> _Given text_
So when someone recommends you can do just as well, if not better, by logging on to the internet for an hour a week it seems too good to be true.
That is the claim of Mark Shipman, a former fund manager who has recently published a book explaining a system with just two rules – when to buy and when to sell. “You can put too many rules into investment systems and overcomplicate them,” he said, “but my long-term investment system (LTIS) takes the guesswork out of where the stock market is going.”
He claims the strategy would have been successful seven times out of ten over the past 56 years, with an average profit of 75% – although his proof is frustratingly based on America’s S&P 500. His system would have given a buy signal in January 1995 and a sell signal in January 2001, for example, during which time the US index soared 179%.
All you do to follow his strategy is log on to futuresource.com and order a chart with three lines on it. One shows the weekly progress of an index such as the FTSE 100. The second works out the average of that index over the previous 30 weeks, recalculated every week. The third does the same for the average of the past 50 weeks.

> _Exercise set_
- a) Copy the stretch from "So when someone" through "index soared 179%." in the passage on Mark Shipman's investment system.
- b) Proceed with the passage on Mark Shipman's two-rule investment system, picking up after its final sentence.

> _Supplied material_
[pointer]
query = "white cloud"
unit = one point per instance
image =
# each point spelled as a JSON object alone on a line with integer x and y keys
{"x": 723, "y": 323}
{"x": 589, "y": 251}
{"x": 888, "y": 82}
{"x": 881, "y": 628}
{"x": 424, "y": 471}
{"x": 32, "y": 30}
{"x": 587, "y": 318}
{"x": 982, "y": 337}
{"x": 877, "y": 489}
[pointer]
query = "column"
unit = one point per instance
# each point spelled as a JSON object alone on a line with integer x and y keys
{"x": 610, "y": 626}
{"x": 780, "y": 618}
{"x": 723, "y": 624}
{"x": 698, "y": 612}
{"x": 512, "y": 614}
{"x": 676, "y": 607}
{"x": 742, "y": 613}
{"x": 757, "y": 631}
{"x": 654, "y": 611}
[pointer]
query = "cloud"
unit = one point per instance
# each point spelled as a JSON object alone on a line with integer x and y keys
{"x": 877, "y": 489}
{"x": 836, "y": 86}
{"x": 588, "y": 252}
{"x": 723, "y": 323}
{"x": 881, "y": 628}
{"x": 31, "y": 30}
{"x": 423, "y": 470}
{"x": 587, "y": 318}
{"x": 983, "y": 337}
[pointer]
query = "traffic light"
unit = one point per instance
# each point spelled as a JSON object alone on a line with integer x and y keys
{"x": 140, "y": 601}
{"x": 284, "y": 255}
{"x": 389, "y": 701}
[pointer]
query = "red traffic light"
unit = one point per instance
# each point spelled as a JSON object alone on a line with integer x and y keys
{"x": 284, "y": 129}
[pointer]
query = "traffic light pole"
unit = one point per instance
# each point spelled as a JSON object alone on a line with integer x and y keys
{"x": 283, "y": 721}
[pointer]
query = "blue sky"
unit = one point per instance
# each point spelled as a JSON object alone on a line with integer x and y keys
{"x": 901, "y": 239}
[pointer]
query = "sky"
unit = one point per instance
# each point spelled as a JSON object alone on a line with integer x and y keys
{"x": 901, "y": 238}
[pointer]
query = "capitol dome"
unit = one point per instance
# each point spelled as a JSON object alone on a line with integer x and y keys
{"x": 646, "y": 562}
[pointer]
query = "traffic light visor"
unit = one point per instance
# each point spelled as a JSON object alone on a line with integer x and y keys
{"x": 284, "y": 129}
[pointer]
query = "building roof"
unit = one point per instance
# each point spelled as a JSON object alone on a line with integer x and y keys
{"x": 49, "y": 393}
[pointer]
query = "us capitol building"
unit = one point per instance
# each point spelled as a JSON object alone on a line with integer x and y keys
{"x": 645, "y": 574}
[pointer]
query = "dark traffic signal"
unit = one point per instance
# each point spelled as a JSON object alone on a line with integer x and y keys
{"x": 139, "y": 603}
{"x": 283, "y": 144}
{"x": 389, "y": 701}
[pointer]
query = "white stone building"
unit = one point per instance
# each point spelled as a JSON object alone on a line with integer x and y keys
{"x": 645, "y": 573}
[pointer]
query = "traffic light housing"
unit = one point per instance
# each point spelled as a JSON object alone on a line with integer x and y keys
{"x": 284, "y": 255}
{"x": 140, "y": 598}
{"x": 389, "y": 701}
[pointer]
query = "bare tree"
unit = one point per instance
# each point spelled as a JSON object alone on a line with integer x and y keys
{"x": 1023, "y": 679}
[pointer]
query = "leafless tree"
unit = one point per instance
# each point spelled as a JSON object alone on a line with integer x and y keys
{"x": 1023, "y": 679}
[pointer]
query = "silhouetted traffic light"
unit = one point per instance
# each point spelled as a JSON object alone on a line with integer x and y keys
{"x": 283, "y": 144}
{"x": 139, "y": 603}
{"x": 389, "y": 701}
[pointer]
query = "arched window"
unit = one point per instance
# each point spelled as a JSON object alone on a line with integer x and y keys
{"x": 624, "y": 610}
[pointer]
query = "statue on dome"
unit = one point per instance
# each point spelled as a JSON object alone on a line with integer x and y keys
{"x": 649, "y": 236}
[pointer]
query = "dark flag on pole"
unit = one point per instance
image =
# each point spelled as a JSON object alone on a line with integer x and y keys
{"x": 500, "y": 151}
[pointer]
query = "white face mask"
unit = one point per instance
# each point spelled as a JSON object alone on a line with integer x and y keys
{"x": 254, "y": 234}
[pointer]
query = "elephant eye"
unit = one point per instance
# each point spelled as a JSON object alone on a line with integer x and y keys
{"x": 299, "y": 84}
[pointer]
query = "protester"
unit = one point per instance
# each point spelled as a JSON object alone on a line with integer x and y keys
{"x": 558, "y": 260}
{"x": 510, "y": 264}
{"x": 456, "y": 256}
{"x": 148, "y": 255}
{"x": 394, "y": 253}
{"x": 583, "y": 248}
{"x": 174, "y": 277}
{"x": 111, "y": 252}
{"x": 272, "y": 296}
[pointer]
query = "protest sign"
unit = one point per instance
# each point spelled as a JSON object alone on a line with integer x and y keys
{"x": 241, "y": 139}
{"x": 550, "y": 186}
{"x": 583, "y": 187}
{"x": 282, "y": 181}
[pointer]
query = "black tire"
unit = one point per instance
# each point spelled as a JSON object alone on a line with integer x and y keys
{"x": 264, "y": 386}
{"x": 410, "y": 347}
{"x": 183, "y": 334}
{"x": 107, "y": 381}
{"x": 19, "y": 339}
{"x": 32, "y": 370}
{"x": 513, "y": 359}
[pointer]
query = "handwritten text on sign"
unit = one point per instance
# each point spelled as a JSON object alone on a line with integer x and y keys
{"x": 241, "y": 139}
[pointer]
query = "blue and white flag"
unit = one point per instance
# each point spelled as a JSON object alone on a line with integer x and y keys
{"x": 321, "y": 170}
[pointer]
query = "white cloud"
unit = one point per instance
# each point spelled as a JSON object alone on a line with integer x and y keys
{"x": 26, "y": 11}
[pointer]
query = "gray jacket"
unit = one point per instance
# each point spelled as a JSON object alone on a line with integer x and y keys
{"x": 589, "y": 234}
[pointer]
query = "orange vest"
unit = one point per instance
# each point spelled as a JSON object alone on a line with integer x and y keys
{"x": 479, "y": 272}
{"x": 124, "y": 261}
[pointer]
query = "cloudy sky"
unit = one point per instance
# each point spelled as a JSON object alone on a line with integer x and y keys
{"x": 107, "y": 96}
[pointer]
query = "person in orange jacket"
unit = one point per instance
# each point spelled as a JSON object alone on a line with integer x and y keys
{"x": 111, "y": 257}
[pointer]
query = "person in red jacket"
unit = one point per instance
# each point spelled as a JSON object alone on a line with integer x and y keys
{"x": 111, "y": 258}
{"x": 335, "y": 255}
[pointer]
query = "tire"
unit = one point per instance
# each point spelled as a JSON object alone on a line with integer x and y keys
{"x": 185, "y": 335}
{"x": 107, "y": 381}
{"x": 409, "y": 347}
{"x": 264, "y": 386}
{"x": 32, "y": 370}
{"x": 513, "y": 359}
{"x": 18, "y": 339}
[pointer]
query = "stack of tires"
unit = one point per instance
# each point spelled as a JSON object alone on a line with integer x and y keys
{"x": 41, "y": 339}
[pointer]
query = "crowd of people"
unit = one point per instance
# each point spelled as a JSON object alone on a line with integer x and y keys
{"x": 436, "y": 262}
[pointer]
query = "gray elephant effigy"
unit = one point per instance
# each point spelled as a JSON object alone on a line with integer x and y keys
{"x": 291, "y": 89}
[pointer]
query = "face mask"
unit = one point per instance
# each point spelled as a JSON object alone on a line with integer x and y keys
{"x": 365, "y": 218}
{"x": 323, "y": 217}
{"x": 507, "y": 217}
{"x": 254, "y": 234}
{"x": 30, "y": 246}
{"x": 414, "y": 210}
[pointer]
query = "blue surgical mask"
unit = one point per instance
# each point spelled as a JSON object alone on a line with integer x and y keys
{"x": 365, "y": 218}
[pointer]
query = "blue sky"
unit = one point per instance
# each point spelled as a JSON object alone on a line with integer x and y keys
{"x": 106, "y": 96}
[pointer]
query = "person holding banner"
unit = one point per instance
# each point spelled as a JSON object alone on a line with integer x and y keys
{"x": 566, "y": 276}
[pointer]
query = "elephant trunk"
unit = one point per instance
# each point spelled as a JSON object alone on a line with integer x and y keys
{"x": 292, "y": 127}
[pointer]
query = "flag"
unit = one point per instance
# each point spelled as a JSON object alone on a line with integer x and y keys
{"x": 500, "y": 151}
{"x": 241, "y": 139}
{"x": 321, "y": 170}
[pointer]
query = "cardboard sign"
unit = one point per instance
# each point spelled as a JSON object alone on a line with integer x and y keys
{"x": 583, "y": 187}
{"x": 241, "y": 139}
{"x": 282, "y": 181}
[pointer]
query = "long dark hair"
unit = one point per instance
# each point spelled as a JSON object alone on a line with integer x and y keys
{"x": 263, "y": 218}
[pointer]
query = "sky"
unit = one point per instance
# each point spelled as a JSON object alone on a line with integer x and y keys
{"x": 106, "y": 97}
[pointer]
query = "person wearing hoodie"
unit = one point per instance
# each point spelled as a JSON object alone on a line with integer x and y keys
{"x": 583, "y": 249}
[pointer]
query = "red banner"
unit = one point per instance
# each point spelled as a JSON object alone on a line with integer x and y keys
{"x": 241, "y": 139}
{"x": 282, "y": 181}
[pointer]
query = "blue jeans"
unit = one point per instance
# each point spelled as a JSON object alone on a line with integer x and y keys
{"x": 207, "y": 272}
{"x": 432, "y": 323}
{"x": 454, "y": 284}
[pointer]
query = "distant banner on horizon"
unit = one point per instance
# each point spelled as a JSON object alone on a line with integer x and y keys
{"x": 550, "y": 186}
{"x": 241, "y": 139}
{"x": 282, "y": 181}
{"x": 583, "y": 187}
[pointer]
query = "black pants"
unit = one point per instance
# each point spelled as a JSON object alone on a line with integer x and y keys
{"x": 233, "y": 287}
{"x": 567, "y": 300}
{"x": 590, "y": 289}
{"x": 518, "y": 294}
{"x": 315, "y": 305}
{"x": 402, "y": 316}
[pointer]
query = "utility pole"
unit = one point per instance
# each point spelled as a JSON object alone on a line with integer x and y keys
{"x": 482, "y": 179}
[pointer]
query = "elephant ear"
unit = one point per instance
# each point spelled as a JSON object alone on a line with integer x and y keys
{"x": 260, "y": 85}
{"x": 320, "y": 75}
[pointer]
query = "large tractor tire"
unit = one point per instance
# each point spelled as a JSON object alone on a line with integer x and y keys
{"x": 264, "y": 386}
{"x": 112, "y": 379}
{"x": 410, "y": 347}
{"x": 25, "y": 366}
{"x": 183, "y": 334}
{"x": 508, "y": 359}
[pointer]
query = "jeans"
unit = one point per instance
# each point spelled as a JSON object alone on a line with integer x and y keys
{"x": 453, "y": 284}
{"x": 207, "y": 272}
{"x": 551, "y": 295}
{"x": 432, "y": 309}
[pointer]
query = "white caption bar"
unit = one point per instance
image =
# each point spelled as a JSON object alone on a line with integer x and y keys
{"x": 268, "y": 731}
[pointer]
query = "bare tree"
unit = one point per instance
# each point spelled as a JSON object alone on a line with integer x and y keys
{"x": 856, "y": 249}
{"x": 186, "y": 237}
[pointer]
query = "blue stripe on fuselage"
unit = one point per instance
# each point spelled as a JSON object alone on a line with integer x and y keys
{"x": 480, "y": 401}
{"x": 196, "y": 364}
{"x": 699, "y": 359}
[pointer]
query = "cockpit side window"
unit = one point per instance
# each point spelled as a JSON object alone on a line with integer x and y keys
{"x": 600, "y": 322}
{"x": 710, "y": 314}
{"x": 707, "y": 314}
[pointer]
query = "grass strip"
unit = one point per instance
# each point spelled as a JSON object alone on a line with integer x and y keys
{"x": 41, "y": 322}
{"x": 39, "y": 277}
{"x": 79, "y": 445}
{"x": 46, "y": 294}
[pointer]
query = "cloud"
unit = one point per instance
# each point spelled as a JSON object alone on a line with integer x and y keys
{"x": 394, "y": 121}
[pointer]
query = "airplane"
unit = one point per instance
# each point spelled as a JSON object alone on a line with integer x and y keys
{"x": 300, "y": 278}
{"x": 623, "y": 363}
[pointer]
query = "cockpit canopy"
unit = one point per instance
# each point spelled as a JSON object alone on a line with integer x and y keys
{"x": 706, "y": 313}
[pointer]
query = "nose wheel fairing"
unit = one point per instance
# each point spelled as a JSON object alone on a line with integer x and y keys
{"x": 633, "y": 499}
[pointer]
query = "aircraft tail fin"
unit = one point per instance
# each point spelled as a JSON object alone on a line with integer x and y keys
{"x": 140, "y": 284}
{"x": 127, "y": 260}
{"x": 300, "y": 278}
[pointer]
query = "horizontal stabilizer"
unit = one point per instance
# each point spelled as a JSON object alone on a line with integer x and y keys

> _Answer list_
- a)
So when someone recommends you can do just as well, if not better, by logging on to the internet for an hour a week it seems too good to be true.
That is the claim of Mark Shipman, a former fund manager who has recently published a book explaining a system with just two rules – when to buy and when to sell. “You can put too many rules into investment systems and overcomplicate them,” he said, “but my long-term investment system (LTIS) takes the guesswork out of where the stock market is going.”
He claims the strategy would have been successful seven times out of ten over the past 56 years, with an average profit of 75% – although his proof is frustratingly based on America’s S&P 500. His system would have given a buy signal in January 1995 and a sell signal in January 2001, for example, during which time the US index soared 179%.

- b)
The first line is naturally more volatile than the second, which in turn moves up and down more than the third.
When the 30-week line goes above the 50-week line, you buy. And when the 30-week line falls below the 50-week line, you sell. That’s it.
As the 30-week line is more heavily influenced than the 50-week by the recent trend, the system is a way of pointing out changes in the overall direction of the market - in other words, when sentiment has turned decisively negative or positive. It is a system know in the City as “momentum”.
The system is not perfect. Because of the inherent delay built into the two trend lines, it can take a few months to decide whether it really is time to act. For that reason, it would have failed to tell investors to sell ahead of a sudden collapse such as the 1987 crash.
And, as the chart shows, the lines crossed to give a sell signal only in January this year, three months after last year’s high point and six months after the credit crisis began.
“It’s only a guide,” Shipman admitted. “Everyone is very worried and panicky at the moment, and you are never going to get it precisely right, but this system does take you out near the top and puts you back in again near the bottom.”
As the panel explains, there is a big difference between Shipman’s simple approach and the tremendous amount of work carried out by the likes of legendary fund manager Anthony Bolton at Fidelity or the world’s richest investor, Warren Buffett.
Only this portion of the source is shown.